**PETIKAN TEKS:**
* * * *

25 Tahun Reformasi, GMNI Manado Gelar Mimbar Rakyat dan Beri Kartu Merah Kegagalan Aktivis 98

Mimbar Rakyat Gerakan Mahasiswa Nasional Indonesia (GMNI) Cabang Manado di GodBless Park, Kota Manado, Senin (29/5/2023) malam.

 

Bacaan Lainnya

MANADO, SULAWESION.COM – Peristiwa Reformasi Tahun 1998 menjadi momok penting yang masih hangat diulas hingga kini.

Cita-cita reformasi yang digaungkan dulu untuk meruntuhkan rezim otoritarianisme Soeharto sekadar dijadikan penyambung kekuasaan oligarkis yang dilakukan para aktivis ketika menempati posisi-posisi strategis.

Melalui Mimbar Rakyat yang bertajuk 25 Tahun Reformasi; Menyibak Tabir Gelap Orde Baru hingga Orde Paling Baru, Gerakan Mahasiswa Nasional Indonesia (GMNI) Cabang Manado merepresentasikan lewat Orasi Tematik, Musikalisasi Puisi, Screening Film dan Akustik di GodBless Park, Kota Manado, Senin (29/5/2023) malam.

Ketua GMNI Cabang Manado Taufik Poli kepada media ini menjelaskan momen refleksi 25 tahun reformasi ini adalah upaya memikirkan kembali secara kritis reformasi yang telah berjalan.

Menurut pria jebolan Universitas Pembangunan Indonesia (UNPI) Fakultas Ilmu Sosial dan Politik ini sebagai generasi pasca 98, Taufik menganggap reformasi tidak lagi sesuai cita-cita yang diharapkan.

“Pertama reformasi hanya membawa perubahan secara institusional tidak secara struktural, memang ada perubahan-perubahan institusi fan hukum yang demokratis pasca reformasi tapi institusi dan hukum itu kini harus tunduk pada kekuasaan oligarkis. Sedangkan perubahan relasi kekuasaan secara struktural tidak terjadi, kekuasaan tetap bersifat oligarkis seperti era Orde Baru hanya saja lebih kompetitif dan dinamis, tetapi tujuannya tetap sama yaitu mengakumulasi kekayaan ekonomi dan kekuasaan politik,” jelasnya, Selasa (30/5/2033).

* * * *

**DATA YANG DISEDIAKAN:**
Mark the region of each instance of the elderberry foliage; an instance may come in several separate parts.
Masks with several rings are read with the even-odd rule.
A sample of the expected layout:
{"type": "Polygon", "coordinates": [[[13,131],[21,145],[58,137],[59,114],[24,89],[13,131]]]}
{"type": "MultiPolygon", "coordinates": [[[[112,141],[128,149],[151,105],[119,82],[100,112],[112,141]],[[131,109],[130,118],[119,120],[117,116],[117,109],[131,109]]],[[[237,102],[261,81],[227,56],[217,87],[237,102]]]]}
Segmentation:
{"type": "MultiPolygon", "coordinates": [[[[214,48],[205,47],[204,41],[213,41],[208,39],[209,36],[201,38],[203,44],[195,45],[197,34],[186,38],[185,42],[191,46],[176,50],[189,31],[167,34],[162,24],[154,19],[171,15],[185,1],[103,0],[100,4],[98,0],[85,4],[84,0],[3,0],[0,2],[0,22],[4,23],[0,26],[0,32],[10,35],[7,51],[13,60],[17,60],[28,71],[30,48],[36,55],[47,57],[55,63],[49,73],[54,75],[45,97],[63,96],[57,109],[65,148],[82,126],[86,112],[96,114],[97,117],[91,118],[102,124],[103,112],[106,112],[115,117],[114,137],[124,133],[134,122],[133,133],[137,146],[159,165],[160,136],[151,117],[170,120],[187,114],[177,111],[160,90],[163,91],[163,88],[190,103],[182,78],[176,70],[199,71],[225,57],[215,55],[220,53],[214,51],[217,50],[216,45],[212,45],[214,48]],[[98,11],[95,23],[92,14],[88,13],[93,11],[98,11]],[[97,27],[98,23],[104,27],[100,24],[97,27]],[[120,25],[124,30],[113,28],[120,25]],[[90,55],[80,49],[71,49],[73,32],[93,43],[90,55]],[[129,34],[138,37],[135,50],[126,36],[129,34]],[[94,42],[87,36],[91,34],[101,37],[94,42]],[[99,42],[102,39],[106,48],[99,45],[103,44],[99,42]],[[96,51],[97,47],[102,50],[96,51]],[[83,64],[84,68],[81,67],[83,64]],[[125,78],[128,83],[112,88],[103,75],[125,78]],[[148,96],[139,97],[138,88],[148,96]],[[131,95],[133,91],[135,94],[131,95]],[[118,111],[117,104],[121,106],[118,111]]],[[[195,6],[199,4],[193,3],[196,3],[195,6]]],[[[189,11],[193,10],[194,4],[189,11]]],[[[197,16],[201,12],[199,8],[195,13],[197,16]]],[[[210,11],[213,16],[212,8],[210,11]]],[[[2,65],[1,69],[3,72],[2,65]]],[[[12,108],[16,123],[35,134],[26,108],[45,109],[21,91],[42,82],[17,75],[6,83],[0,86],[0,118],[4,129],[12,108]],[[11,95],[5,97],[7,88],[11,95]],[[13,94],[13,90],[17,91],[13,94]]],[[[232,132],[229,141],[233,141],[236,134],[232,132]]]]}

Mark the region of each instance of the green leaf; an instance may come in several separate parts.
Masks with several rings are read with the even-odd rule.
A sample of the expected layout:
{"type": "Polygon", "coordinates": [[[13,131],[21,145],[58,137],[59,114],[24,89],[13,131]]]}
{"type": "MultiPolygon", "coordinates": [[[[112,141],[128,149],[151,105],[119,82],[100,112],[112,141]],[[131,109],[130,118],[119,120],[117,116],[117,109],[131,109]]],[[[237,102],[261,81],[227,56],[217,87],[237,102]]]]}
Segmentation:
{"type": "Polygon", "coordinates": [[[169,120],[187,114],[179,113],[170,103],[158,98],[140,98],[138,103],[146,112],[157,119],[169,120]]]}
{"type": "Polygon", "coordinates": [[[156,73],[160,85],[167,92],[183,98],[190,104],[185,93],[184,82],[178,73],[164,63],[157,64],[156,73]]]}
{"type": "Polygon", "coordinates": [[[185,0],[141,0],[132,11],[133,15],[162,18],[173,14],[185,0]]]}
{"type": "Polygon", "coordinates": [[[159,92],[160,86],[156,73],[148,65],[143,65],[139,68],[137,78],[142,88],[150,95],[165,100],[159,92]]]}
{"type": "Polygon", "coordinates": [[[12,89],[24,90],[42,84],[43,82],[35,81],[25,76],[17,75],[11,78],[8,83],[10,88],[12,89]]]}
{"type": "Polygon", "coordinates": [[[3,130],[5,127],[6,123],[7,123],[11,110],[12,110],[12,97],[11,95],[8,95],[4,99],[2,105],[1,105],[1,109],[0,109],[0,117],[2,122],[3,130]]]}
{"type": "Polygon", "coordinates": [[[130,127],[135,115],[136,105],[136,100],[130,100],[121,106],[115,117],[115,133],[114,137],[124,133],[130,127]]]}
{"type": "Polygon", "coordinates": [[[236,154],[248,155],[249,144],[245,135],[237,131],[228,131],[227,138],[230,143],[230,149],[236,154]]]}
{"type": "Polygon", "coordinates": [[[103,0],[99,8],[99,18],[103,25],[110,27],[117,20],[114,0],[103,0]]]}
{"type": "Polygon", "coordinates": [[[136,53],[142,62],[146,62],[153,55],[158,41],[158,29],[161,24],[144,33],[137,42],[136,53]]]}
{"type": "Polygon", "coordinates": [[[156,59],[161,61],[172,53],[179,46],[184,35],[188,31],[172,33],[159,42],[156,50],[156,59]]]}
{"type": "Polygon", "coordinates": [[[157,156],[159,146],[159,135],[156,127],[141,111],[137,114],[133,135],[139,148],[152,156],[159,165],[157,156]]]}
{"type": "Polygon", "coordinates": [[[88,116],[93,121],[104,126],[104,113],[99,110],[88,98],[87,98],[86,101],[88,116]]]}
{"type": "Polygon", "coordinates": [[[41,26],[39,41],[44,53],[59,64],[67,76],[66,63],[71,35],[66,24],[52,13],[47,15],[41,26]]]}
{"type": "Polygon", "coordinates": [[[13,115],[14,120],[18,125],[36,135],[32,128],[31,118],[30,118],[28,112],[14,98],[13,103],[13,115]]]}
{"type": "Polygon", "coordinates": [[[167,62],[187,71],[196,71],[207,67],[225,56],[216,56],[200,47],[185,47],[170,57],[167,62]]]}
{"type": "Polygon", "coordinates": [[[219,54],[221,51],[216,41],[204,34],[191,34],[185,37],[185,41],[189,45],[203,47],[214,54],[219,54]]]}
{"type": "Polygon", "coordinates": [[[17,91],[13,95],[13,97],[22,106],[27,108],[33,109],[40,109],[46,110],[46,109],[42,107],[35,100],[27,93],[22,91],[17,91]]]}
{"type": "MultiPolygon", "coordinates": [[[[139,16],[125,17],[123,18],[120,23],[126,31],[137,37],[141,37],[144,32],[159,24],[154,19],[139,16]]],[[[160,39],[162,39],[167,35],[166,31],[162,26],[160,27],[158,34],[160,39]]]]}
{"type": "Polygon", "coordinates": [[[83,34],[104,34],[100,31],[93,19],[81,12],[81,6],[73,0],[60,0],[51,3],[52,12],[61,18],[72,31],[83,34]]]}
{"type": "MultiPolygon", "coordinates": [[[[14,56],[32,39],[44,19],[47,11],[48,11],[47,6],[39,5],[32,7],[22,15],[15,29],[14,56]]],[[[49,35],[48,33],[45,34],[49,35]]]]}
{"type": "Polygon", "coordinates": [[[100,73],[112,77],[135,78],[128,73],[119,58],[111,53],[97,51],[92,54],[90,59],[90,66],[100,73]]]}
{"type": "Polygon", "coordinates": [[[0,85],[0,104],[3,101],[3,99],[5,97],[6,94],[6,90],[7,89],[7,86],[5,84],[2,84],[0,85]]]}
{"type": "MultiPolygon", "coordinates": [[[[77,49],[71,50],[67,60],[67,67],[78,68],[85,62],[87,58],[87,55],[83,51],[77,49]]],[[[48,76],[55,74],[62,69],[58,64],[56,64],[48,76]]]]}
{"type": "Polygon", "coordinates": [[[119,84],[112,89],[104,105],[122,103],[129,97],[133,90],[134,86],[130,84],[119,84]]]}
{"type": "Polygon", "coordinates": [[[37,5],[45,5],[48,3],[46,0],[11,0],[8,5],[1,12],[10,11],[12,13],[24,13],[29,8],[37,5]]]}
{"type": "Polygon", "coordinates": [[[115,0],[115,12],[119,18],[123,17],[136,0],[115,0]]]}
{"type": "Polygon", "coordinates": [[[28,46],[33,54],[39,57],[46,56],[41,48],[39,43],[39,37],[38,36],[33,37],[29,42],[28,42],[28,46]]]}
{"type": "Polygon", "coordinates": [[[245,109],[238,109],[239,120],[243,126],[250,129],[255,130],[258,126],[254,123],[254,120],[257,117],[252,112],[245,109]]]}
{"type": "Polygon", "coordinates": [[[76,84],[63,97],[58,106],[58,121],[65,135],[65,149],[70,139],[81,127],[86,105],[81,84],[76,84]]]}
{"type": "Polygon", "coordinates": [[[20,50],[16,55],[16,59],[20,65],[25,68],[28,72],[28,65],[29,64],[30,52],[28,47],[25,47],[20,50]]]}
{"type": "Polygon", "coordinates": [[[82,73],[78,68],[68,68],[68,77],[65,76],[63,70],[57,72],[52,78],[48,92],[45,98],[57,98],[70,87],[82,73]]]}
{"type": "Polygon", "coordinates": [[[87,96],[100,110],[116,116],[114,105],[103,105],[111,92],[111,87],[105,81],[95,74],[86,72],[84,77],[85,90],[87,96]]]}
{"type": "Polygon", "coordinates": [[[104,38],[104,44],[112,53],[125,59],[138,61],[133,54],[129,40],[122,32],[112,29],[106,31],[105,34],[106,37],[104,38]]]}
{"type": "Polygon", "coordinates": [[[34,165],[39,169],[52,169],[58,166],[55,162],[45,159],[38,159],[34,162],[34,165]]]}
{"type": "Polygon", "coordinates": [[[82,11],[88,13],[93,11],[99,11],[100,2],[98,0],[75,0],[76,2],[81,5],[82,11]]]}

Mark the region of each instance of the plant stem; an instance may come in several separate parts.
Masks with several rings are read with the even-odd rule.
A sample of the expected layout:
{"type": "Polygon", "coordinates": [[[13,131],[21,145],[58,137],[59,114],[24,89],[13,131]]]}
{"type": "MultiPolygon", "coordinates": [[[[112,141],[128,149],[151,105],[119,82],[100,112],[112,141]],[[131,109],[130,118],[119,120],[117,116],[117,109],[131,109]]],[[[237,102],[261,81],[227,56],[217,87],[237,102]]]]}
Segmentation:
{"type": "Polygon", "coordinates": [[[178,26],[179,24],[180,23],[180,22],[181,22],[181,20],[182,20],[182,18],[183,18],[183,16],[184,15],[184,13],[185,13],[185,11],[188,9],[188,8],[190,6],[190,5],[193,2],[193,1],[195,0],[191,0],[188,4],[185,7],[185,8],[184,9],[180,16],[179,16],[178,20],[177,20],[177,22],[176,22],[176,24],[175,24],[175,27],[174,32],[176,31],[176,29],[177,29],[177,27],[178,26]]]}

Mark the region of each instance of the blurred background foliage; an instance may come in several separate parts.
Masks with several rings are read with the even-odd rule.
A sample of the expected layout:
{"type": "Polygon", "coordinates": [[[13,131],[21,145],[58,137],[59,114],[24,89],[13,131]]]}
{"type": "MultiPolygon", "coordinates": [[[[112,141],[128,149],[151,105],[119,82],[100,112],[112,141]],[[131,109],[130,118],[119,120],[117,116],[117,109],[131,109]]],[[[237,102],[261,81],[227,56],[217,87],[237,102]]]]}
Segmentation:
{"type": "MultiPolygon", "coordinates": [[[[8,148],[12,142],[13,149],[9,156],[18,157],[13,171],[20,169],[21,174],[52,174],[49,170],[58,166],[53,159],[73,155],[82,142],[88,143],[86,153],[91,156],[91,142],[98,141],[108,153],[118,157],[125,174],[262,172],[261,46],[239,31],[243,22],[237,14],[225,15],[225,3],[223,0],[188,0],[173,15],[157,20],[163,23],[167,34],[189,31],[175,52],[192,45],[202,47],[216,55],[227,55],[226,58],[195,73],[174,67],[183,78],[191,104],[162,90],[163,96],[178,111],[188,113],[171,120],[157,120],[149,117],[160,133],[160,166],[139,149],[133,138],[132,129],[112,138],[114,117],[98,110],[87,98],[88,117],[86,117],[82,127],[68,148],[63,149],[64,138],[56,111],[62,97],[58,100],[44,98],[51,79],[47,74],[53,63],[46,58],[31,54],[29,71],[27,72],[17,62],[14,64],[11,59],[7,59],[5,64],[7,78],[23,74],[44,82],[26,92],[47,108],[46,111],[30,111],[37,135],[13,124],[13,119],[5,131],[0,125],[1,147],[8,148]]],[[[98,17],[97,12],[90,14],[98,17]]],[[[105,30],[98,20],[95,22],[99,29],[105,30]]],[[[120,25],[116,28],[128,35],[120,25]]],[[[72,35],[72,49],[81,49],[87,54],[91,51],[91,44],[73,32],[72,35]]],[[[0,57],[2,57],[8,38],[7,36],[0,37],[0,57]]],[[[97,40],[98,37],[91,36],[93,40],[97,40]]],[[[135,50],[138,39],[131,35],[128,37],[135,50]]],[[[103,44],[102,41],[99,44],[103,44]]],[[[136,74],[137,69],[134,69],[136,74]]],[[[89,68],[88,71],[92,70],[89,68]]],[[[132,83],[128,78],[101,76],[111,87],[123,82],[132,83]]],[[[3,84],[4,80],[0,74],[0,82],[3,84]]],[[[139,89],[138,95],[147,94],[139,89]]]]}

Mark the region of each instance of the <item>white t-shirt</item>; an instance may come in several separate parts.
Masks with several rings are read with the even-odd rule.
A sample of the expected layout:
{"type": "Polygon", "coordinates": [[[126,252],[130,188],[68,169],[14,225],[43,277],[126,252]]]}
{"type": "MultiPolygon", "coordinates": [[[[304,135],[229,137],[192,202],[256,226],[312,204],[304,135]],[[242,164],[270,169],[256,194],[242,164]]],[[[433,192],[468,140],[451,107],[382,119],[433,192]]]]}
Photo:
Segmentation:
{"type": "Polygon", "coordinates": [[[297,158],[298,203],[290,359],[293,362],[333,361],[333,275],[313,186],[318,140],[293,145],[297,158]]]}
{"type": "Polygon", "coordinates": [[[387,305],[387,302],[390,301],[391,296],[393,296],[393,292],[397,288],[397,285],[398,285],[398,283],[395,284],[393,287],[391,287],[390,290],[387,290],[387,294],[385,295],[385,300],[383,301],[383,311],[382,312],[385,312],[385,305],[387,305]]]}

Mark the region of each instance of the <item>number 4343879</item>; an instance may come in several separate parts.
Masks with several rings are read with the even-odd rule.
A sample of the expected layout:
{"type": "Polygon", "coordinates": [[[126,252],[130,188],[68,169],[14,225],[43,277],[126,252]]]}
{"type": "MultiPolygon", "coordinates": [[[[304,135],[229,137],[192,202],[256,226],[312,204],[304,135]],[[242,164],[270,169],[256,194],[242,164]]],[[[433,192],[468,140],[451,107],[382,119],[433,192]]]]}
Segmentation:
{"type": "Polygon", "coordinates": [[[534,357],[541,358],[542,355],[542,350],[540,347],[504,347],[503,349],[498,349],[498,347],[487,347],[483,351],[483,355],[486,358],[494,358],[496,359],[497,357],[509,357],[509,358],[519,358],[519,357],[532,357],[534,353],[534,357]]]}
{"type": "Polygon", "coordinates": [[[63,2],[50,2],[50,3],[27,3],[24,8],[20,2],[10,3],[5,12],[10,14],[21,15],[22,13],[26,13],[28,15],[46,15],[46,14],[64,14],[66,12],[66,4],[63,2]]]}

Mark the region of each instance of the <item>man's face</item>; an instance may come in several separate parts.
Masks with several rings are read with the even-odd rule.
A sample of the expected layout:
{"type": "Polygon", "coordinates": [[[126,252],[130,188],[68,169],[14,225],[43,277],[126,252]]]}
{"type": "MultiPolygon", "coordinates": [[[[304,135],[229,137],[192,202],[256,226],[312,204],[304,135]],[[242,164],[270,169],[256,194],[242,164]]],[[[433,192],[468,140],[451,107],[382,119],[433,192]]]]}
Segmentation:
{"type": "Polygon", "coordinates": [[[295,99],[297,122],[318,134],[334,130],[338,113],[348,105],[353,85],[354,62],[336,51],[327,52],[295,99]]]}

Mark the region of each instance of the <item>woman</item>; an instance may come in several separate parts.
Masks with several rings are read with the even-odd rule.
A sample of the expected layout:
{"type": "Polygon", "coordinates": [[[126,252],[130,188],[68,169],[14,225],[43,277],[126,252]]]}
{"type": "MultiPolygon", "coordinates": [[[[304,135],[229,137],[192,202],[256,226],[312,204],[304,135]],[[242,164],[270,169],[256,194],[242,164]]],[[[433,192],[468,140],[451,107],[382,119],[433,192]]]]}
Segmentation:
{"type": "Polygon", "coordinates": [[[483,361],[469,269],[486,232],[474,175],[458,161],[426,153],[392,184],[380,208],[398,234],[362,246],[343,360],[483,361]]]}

* * * *

Lanjutkan berita tentang Mimbar Rakyat GMNI Cabang Manado dalam rangka 25 tahun reformasi, mulai setelah kalimat terakhir yang tercantum.

**JAWABAN LATIHAN:**
Taufik kemudian menerangkan jika ketimpangan tetap terjadi pasca reformasi. Menurut data World Ineqeuality Report tahun 2022, 10 persen orang terkaya di Indonesia menguasai 60 persen total kekayaan nasional.

“Reformasi juga tidak mampu menghadang kepentingan modal melalui globalisasi neoliberal yang terbukti turut melanggengkan ketimpangan ekonomi,” terangnya.

Taufik menambahkan eksperimen go-politics para aktivis 98 untuk masuk ke dalam arena politik formal tidak dapat membawa perubahan signifikan dari dalam, malahan mereka terserap ke dalam koalisi oligarki.

“Itu karena mereka masuk secara sporadis dan terpecah-pecah tidak dalam kendaraan politik yang koheren, akibatnya mereka yang di dalam tidak lagi terkoneksi dengan mereka yang di luar, lebih parahnya mereka tidak lagi memiliki semangat pro-demokrasi sewaktu dulu,” tambahnya.

Bersama sejumlah OKP dan Organisasi Cipayung, mereka menyerukan kegagalan para aktivis 98.

“Kami generasi pasca 98 ingin menjadi anti-tesis generasi 98 yang telah terbukti gagal itu,” serunya.

Di akhir kegiatan para mahasiswa membagikan kartu merah sebagai simbolisasi atas kegagalan para aktivis 98.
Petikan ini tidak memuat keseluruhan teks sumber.